DOCUMENTFRAGMENT |

Artikel 16 Ontstaan van de belastingschuld voor de overige rechten

De rechten bedoeld in hoofdstuk 3 van de tarieventabel zijn verschuldigd bij de aanvang van de dienstverlening of bij de aanvang van het gebruik van de bezittingen, werken of inrichtingen.

Artikel 17 Termijnen van betaling

  • 1.

    • In afwijking van artikel 9, eerste lid, van de Invorderingswet 1990 moeten de op grond van artikel 14, eerste lid verschuldigde rechten worden betaald binnen twee maanden na dagtekening van het aanslagbiljet.

    op het tijdstip van uitreiking;

    b.ingeval van toezending van de kennisgeving:

    binnen veertien dagen na de dagtekening.

  • 2.

GEGEVEN REGELS |
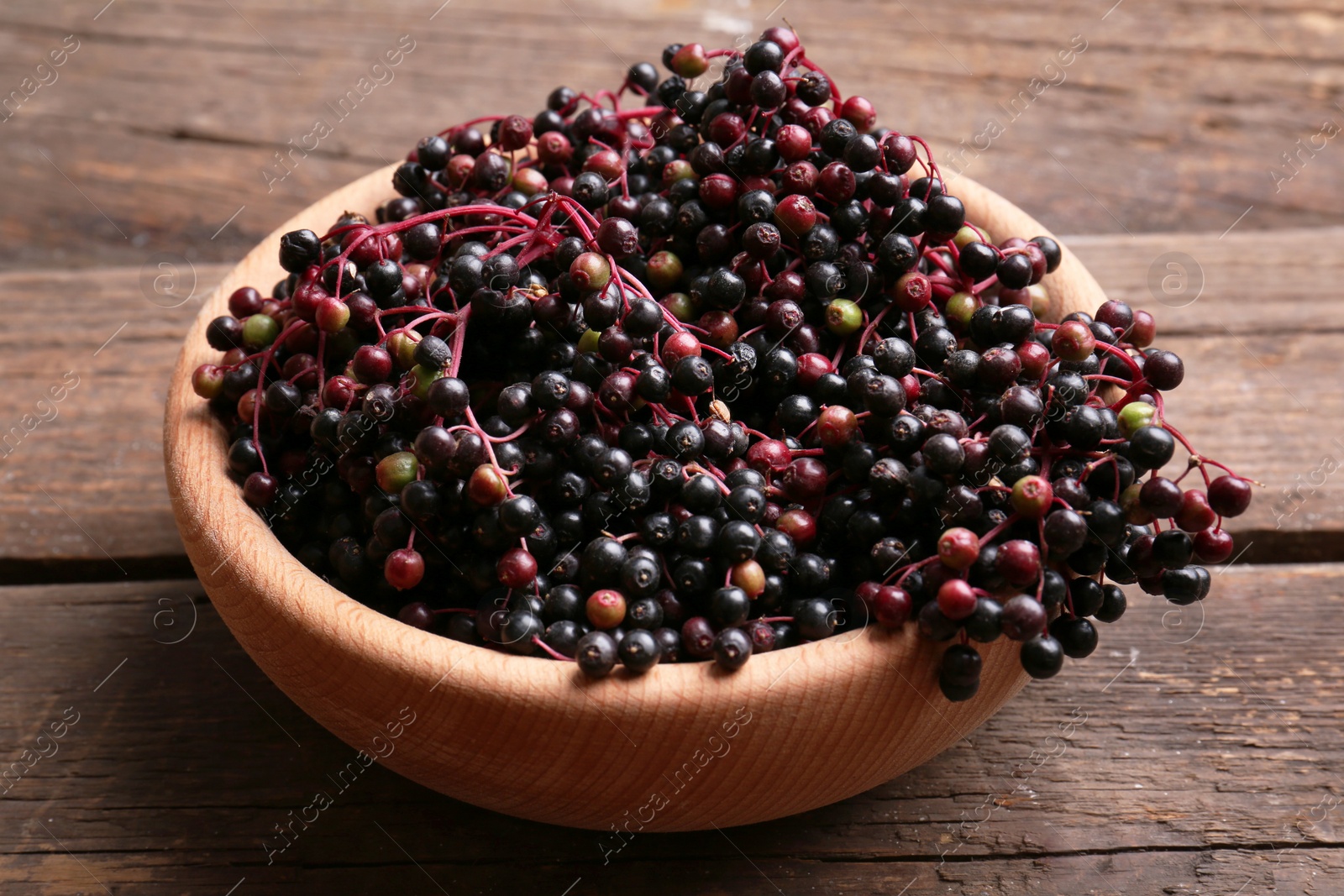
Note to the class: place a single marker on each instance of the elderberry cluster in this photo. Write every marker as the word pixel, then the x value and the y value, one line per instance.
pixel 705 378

==

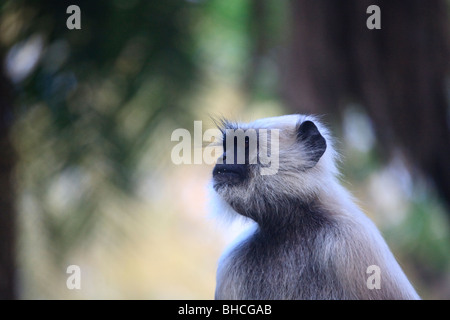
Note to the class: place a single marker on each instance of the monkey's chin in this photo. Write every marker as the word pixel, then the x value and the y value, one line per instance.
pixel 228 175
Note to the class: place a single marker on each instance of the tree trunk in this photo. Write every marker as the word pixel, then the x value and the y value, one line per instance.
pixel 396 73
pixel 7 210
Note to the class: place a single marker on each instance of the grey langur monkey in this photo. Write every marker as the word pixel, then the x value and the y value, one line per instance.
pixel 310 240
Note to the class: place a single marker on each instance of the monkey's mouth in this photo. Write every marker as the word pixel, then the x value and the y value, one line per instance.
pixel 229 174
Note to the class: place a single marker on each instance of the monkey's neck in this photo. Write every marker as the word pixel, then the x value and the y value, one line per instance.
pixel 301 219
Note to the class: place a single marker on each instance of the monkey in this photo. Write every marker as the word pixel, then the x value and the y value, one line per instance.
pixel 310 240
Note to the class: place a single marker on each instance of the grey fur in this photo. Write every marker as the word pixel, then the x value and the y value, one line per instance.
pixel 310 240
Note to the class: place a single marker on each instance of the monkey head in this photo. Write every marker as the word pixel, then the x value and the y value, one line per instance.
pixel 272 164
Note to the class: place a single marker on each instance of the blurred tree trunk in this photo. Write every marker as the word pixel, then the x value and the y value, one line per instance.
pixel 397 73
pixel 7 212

OPDRACHT 1 | Binnen welke termijn moeten volgens het documentfragment de op grond van artikel 14, eerste lid verschuldigde rechten worden betaald?
OPDRACHT 2 | Breid het documentfragment over belastingschuld en betalingstermijnen uit door de tekst verder te schrijven vanaf het punt waar die ophoudt.
De regels zijn afkomstig uit een andere bron dan het documentfragment.

EINDANTWOORD 1 | Binnen twee maanden na dagtekening van het aanslagbiljet.

EINDANTWOORD 2 |
    • De op grond van artikel 14, tweede lid, geheven rechten moeten worden betaald:

    • a.

      ingeval van uitreiking van de kennisgeving:

    op het tijdstip van uitreiking;

    • b.

      ingeval van toezending van de kennisgeving:

    binnen veertien dagen na de dagtekening.

  • 3. 3.De Algemene termijnenwet is niet van toepassing op de in de voorgaande leden gestelde termijnen.

HOOFDSTUK IV AANVULLENDE BEPALINGEN

Artikel 18 Nadere regels door het college

Het college kan nadere regels geven met betrekking tot de heffing en de invordering van de reinigingsheffingen.

Artikel 19 Inwerkingtreding en citeertitel

  • 1.

    • De “Verordening reinigingsheffingen 2014” van 17 december 2013 en de bijbehorende tarieventabel, worden ingetrokken met ingang van de in het derde lid genoemde datum van ingang van de heffing, met dien verstande dat zij van toepassing blijft op de belastbare feiten die zich voor die datum hebben voorgedaan.

  • 2. Deze verordening treedt in werking met ingang van de eerste dag na die van de bekendmaking.

  • 3. De datum van ingang van de heffing is 1 januari 2015.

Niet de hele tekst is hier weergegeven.